Jobs —
- 1) Please answer these questions about the disk drive patent:
(a) Who is listed as the inventor?
(b) To what size was the hard disk drive reduced from the 3.5-inch size?
(c) Which company developed an anti-shock technology that predicts a drop of the hard disk drive?
- 2) Duplicate everything in the disk drive patent from "FIELD OF THE" down to "a disk drive.".

US20070230106A1

US20070230106A1 - Disk drive fixing device

Info

Publication number: US20070230106A1
Application number: US11/395,068
Authority: US
Inventors: Yun-Chieh Yeh
Original assignee: Inventec Corp
Current assignee: Inventec Corp
Priority date: 2006-03-30
Filing date: 2006-03-30
Publication date: 2007-10-04

Abstract

A disk drive fixing device for carrying and fixing a disk drive on a mounting surface, includes a main body for carrying at least one disk drive; and a buffer disposed on one side of the main body, for being indirectly fixed to the mounting surface. The buffer completely covers a fixing portion of the main body, wherein the fixing portion is for being fixed to the mounting surface, and the buffer can be fixed to the mounting surface by a fixer, such that the fixing portion of the main body can be indirectly in contact with the fixer and the mounting surface via the buffer, thereby providing an anti-shock effect for the disk drive indirectly fixed on the mounting surface.

Description

FIELD OF THE INVENTION

The present invention relates to devices for fixing disk drives, and more particularly, to a fixing device for carrying and fixing a disk drive on a mounting surface.

BACKGROUND OF THE INVENTION

Computers are considered as most widely used electronic devices. In order to keep up competitiveness in the electronic market, the design, fabrication and assembly of electronic devices must be advanced unceasingly. Thus, any improvement in simplifying the structure, increasing the convenience of assembly, or reducing the fabrication costs of the computers is commercially important in the computer market, which also gives motivation for the present inventor to improve a fixing device for a disk drive.
Along with the development of the computer industry, all elements used in the computer have been made toward miniaturization, preciseness, high functionality and high stability. For a hard disk drive, it is not only reduced in size from 3.5-inch hard disk drive to 2.5-inch hard disk drive, but also the storage capacity thereof is multiplied. As to the design of computer architecture, a certain space is reserved in a computer case to accommodate a disk drive such as soft disk drive or hard disk drive, which is usually mounted and fixed on a carrier device such as a disk drive rack, and the carrier device is then secured to the computer case by screws. Related prior arts include Taiwanese Utility Model Patent Nos. 216664, 371062, and 421278.
Shock and collision are the two most harmful factors affecting the functionality of the disk drive when being in use. In the aforementioned arrangement for fixing the disk drive on the disk drive rack, an anti-shock effect is provided by an anti-shock design of the disk drive. However, as there is no design of a buffer between the disk drive and the disk drive rack, reading and writing processes of the disk drive may easily be affected by unbalanced resonance frequency between the operation of the disk drive and the computer or by external shocks. Such drawback caused by the above arrangement of simply fixing the disk drive on the disk drive rack may not be obvious for a personal or business computer without frequent reading and writing, but is serious for a server with frequent writing and reading. The external shocks or unbalanced resonance frequency easily results in undesirable contact between a read/write head of the disk drive and a disk, such that the disk drive is damaged. Accordingly, the IBM Company has successfully developed an anti-shock technology for a hard disk drive, which can predict drop of the hard disk drive and temporarily remove the read/write head in advance so as to avoid collision between the read/write head and the disk. However, this anti-shock technology is not capable of handling the collision between the read/write head and the disk due to sudden shocks and thus cannot provide a satisfactory anti-shock effect. Moreover, the anti-shock technology utilizes an internal sensor chip to sense unusual shocks, which undesirably increases the costs. Besides, the anti-shock technology of predicting drop of the disk drive and temporarily removing the read/write head in advance can only prevent the collision between the read/write head and the disk, but may not absorb and reduce shocks. Thus, there is still a risk of causing damage to internal components by the drop of the disk drive or the collision. Therefore, it is deemed necessary to develop an anti-shock device for a hard disk drive, as disclosed in Taiwanese Utility Model Patent No. 501781.

Excerpted records —

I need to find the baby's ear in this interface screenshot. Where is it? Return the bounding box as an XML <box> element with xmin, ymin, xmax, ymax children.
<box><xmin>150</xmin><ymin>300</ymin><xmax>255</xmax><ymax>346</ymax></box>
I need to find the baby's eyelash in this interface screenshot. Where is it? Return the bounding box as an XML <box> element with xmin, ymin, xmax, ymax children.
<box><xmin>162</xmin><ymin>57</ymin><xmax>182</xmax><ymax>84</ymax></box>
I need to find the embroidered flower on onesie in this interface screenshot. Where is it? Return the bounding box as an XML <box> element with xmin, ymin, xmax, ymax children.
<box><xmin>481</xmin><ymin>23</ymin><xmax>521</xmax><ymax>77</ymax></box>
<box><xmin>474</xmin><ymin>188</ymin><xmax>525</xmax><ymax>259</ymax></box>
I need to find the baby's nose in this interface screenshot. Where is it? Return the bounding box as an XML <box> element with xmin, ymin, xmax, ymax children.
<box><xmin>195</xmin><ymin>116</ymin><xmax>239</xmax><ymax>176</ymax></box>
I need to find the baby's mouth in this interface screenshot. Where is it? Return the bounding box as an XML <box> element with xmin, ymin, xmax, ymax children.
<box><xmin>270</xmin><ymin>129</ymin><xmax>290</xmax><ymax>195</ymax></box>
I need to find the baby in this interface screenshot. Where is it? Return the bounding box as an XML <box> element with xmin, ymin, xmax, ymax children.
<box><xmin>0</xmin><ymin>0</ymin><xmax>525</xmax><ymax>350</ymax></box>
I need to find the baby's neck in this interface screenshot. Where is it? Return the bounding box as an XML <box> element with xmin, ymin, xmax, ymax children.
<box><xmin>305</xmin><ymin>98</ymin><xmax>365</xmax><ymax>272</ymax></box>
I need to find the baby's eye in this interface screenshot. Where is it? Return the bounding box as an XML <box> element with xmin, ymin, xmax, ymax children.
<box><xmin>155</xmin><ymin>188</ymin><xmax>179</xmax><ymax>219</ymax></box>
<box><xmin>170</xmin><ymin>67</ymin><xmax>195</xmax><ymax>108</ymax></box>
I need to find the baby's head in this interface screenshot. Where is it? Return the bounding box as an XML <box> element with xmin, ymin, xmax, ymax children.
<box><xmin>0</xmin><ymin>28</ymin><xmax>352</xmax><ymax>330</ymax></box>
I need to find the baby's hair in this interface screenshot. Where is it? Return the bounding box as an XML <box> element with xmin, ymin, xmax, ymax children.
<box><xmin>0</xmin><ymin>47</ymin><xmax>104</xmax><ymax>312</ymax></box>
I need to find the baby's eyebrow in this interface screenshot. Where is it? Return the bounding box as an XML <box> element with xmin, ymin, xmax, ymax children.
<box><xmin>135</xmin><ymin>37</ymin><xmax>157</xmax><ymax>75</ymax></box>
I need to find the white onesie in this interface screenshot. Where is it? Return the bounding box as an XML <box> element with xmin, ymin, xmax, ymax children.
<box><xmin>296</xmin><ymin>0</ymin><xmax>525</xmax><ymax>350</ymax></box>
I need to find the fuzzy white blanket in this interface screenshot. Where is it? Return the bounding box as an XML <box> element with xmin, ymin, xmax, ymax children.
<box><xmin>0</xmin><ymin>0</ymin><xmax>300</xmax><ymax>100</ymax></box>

Solutions by task —
- 1)
(a) Yun-Chieh Yeh
(b) 2.5-inch
(c) The IBM Company

- 2)
FIELD OF THE INVENTION

The present invention relates to devices for fixing disk drives, and more particularly, to a fixing device for carrying and fixing a disk drive on a mounting surface.

BACKGROUND OF THE INVENTION

Computers are considered as most widely used electronic devices. In order to keep up competitiveness in the electronic market, the design, fabrication and assembly of electronic devices must be advanced unceasingly. Thus, any improvement in simplifying the structure, increasing the convenience of assembly, or reducing the fabrication costs of the computers is commercially important in the computer market, which also gives motivation for the present inventor to improve a fixing device for a disk drive.